_Passage given:_
Inside The Enduring Power of "A Christmas Carol"

Man by fire in room with ghost of a man
Ebenezer Scrooge encounters the ghost of his former partner Marley in this illustration by John Leech that appeared in the first edition of "A Christmas Carol," published in 1843.

Debra Gettelman, associate professor of English, weighs in on what moves us (and what doesn't) in Charles Dickens' famous tale of reconciliation and redemption.

In literature, one indicator of a character's enduring effect is to be known by a single name. Think Hamlet, Ripley, Scout, Dracula, Heathcliff.

Scrooge.

A late-blooming leading man, Ebenezer Scrooge is not star material by any standard. No main character energy to speak of. He is not high-born like Hamlet and not nearly as charming as Scout. Arguably, even Dracula has more charisma than the miserly, misanthropic, judgmental and uncharitable loner that is Ebenezer Scrooge, central character of "A Christmas Carol."

And let's not forget, too, that despite its sentimentality, Charles Dickens' "A Christmas Carol" is a ghost story — more Stephen King than Nicholas Sparks in plot and tone. 

So it is somewhat peculiar that the genre-blending "A Christmas Carol" endures as the most persistently popular of Dickens' works. It might even have been slightly irritating to the most significant author of the Victorian Era, said Debra Gettelman, associate professor of English and dean of the class of 2027, who teaches courses on Dickens and Dickensian fiction. 

"Dickens was not surprised that 'A Christmas Carol' was commercially successful when it was published; he was writing a known genre and by 1843 all but one of his novels had been wildly successful," Gettelman said. 

And when he started public readings of his work, Dickens knew "A Christmas Carol" was a crowd-pleaser, she added.

But "A Christmas Carol" and Dickens' other Christmas books were of "a more ephemeral, occasion-based genre than his 14 novels, each of which took over a year to publish in serialized installments," Gettelman said. "He wrote four such Christmas stories in five years. So, he would be, perhaps, slightly irritated that it is still his best-known work, in part because he thought the later Christmas books were better."

Gettelman smiled.

"So, yeah, I think Dickens would be amused and maybe annoyed that this story is how he's known by so many now."

_Extracted information:_
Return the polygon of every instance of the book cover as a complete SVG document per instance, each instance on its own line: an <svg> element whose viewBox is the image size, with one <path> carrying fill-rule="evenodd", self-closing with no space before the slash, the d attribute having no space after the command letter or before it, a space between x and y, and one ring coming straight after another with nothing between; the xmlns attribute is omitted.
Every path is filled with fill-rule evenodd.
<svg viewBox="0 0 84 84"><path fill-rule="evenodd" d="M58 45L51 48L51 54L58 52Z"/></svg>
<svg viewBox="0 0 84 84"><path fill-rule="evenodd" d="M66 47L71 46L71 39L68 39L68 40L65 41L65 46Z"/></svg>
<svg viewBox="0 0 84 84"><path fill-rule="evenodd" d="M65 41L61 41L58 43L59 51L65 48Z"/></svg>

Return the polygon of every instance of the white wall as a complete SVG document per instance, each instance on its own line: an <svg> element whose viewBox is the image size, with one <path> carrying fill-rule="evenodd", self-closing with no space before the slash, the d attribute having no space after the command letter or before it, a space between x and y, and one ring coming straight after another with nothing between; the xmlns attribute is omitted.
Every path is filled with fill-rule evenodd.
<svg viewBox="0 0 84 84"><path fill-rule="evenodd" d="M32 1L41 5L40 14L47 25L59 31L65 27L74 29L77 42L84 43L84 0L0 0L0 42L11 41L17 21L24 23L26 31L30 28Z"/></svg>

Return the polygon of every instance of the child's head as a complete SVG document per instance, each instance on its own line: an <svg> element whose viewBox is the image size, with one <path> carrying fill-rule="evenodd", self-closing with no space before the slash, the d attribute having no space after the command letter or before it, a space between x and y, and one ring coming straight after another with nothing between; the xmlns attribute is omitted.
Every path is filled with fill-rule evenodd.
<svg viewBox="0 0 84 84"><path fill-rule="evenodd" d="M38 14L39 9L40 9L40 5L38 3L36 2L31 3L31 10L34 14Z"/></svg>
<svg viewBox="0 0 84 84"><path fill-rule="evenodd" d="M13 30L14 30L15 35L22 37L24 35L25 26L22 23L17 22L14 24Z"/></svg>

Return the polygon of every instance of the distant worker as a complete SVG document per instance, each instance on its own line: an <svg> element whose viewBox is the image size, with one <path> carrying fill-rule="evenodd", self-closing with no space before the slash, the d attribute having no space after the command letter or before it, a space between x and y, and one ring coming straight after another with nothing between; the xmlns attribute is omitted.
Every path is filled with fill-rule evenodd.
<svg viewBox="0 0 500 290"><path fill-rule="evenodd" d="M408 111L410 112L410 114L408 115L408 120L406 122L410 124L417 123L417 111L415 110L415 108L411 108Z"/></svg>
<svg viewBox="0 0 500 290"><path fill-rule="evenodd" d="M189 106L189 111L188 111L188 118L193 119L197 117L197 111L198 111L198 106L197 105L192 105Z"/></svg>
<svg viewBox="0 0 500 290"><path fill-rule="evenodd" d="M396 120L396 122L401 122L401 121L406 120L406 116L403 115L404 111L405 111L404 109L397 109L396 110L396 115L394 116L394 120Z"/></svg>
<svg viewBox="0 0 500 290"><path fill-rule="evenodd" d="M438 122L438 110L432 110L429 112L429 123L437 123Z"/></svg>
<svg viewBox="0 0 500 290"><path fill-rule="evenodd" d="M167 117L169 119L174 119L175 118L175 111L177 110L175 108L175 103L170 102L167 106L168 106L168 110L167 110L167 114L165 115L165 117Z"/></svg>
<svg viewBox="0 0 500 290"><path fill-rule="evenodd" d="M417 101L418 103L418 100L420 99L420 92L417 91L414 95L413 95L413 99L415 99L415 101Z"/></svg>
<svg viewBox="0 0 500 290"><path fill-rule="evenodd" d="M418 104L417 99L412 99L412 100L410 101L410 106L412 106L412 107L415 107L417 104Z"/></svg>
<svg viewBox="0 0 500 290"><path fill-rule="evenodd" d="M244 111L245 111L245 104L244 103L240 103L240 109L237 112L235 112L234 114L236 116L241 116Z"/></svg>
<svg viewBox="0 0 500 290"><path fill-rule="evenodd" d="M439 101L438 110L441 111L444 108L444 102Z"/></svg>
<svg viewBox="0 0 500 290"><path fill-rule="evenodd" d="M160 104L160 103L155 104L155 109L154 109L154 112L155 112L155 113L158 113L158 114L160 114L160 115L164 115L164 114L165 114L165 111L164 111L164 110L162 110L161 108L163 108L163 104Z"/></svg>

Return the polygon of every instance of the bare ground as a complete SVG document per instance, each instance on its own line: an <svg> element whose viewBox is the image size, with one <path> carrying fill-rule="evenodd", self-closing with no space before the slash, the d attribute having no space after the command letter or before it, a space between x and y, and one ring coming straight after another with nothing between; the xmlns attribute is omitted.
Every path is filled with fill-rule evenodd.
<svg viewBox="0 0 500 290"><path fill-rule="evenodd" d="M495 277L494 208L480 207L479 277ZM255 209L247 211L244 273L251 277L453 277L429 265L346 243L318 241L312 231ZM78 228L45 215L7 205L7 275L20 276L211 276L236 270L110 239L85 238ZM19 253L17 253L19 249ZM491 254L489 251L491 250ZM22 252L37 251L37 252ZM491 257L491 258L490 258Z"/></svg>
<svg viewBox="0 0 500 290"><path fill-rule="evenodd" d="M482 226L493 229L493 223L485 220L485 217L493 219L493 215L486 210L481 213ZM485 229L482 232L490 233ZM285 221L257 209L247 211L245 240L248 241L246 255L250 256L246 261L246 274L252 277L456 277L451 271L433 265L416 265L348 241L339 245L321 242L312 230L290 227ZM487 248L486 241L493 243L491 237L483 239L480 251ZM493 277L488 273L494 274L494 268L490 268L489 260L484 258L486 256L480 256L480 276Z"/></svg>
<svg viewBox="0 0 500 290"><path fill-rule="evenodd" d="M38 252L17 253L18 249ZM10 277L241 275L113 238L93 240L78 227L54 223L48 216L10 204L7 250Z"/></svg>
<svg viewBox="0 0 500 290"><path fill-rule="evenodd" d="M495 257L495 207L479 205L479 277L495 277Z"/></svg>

_Request:_ Reproduce verbatim the portion of the article on Dickens' Christmas tale from "And when he" up to and including "Gettelman smiled.".

_Answer for the task:_
And when he started public readings of his work, Dickens knew "A Christmas Carol" was a crowd-pleaser, she added.

But "A Christmas Carol" and Dickens' other Christmas books were of "a more ephemeral, occasion-based genre than his 14 novels, each of which took over a year to publish in serialized installments," Gettelman said. "He wrote four such Christmas stories in five years. So, he would be, perhaps, slightly irritated that it is still his best-known work, in part because he thought the later Christmas books were better."

Gettelman smiled.